▸ Data supplied:
=-=-=

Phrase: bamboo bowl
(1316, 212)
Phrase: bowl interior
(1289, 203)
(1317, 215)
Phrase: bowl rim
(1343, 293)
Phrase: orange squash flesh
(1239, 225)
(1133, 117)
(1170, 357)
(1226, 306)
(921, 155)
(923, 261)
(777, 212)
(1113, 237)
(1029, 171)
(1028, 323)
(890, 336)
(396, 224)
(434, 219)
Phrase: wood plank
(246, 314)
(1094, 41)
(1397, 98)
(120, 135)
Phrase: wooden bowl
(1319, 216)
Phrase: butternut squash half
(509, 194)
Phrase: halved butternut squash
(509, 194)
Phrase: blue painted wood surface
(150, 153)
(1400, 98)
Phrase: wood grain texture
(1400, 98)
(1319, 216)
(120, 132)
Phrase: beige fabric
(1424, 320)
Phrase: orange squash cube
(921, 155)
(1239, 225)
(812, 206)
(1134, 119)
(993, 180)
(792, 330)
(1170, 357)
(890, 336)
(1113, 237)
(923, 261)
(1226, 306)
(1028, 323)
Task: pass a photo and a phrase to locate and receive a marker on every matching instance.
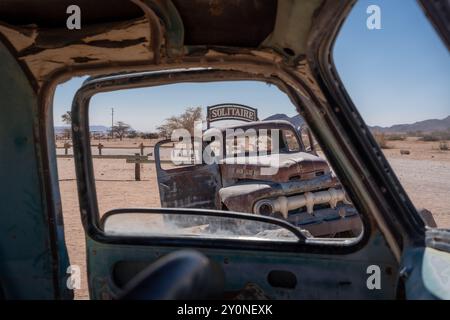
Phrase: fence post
(100, 147)
(137, 168)
(66, 147)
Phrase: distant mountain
(424, 126)
(296, 120)
(101, 129)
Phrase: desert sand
(424, 173)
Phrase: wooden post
(66, 148)
(137, 168)
(100, 147)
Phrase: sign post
(231, 111)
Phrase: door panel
(312, 275)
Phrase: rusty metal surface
(288, 167)
(242, 196)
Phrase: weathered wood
(137, 168)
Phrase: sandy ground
(425, 174)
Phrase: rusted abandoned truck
(291, 183)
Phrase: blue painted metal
(27, 266)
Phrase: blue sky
(399, 74)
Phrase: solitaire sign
(231, 111)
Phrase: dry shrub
(395, 137)
(381, 140)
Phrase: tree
(67, 117)
(121, 129)
(185, 120)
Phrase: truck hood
(274, 167)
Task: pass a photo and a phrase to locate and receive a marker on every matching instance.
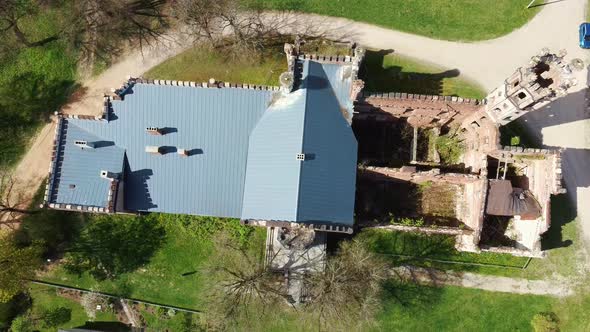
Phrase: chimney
(154, 131)
(153, 149)
(286, 80)
(85, 144)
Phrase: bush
(450, 148)
(545, 322)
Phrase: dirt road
(563, 123)
(34, 166)
(433, 277)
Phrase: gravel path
(563, 123)
(432, 277)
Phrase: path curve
(433, 277)
(563, 123)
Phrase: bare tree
(227, 23)
(12, 200)
(346, 291)
(11, 14)
(99, 26)
(242, 283)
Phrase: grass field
(459, 309)
(390, 72)
(463, 20)
(34, 82)
(45, 297)
(173, 274)
(200, 64)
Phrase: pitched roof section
(308, 121)
(243, 149)
(212, 123)
(327, 186)
(79, 182)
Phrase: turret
(546, 77)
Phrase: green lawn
(464, 20)
(200, 64)
(173, 274)
(389, 72)
(34, 82)
(459, 309)
(46, 297)
(381, 71)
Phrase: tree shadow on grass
(562, 213)
(111, 245)
(55, 229)
(417, 249)
(409, 295)
(26, 101)
(395, 79)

=-=-=

▸ Short task:
Repeat each entry exactly as it appears; skip any picture.

▸ Exercise response:
Phrase: bamboo bowl
(1316, 212)
Phrase: bowl interior
(1289, 203)
(1317, 215)
Phrase: bowl rim
(1343, 293)
Phrase: orange squash flesh
(1239, 225)
(1133, 117)
(1170, 357)
(1226, 306)
(921, 155)
(923, 261)
(777, 212)
(1113, 237)
(1029, 171)
(1028, 323)
(890, 336)
(396, 224)
(434, 219)
Phrase: wood plank
(246, 314)
(1094, 41)
(1397, 98)
(120, 135)
Phrase: wooden bowl
(1319, 216)
Phrase: butternut squash half
(509, 194)
Phrase: halved butternut squash
(509, 194)
Phrase: blue painted wood surface
(150, 153)
(1400, 98)
Phrase: wood grain texture
(1400, 98)
(1319, 216)
(120, 132)
Phrase: beige fabric
(1424, 320)
Phrase: orange squash cube
(921, 155)
(1239, 225)
(812, 206)
(1134, 119)
(993, 180)
(792, 330)
(1170, 357)
(890, 336)
(1113, 237)
(923, 261)
(1226, 306)
(1028, 323)
Task: pass a photo and a phrase to locate and receive a marker on every matching instance.
Phrase: fence post
(100, 147)
(137, 168)
(66, 147)
Phrase: distant mountain
(424, 126)
(296, 120)
(101, 129)
Phrase: desert sand
(424, 173)
Phrase: wooden post
(66, 148)
(137, 168)
(100, 147)
Phrase: sign post
(231, 111)
Phrase: door panel
(312, 275)
Phrase: rusty metal surface
(288, 167)
(242, 196)
Phrase: weathered wood
(137, 168)
Phrase: sandy ground
(425, 174)
Phrase: rusted abandoned truck
(291, 183)
Phrase: blue painted metal
(27, 266)
Phrase: blue sky
(399, 74)
Phrase: solitaire sign
(231, 111)
Phrase: dry shrub
(395, 137)
(381, 140)
Phrase: tree
(67, 117)
(121, 129)
(185, 120)
Phrase: truck hood
(274, 167)
Task: pass a photo and a phrase to locate and receive a marker on every matching instance.
Phrase: chimney
(154, 131)
(153, 149)
(286, 80)
(85, 144)
Phrase: bush
(450, 148)
(545, 322)
Phrase: dirt road
(563, 123)
(34, 166)
(433, 277)
Phrase: gravel path
(563, 123)
(432, 277)
Phrase: path curve
(433, 277)
(563, 123)
Phrase: bare tree
(227, 23)
(12, 200)
(346, 291)
(11, 14)
(99, 26)
(242, 283)
Phrase: grass field
(459, 309)
(390, 72)
(463, 20)
(34, 82)
(45, 297)
(173, 274)
(200, 64)
Phrase: pitched roof section
(308, 121)
(243, 149)
(212, 123)
(327, 186)
(79, 182)
Phrase: turret
(546, 77)
Phrase: green lawn
(464, 20)
(200, 64)
(173, 274)
(389, 72)
(34, 82)
(459, 309)
(46, 297)
(381, 71)
Phrase: tree shadow on grass
(562, 213)
(111, 245)
(55, 229)
(417, 249)
(409, 295)
(26, 101)
(395, 79)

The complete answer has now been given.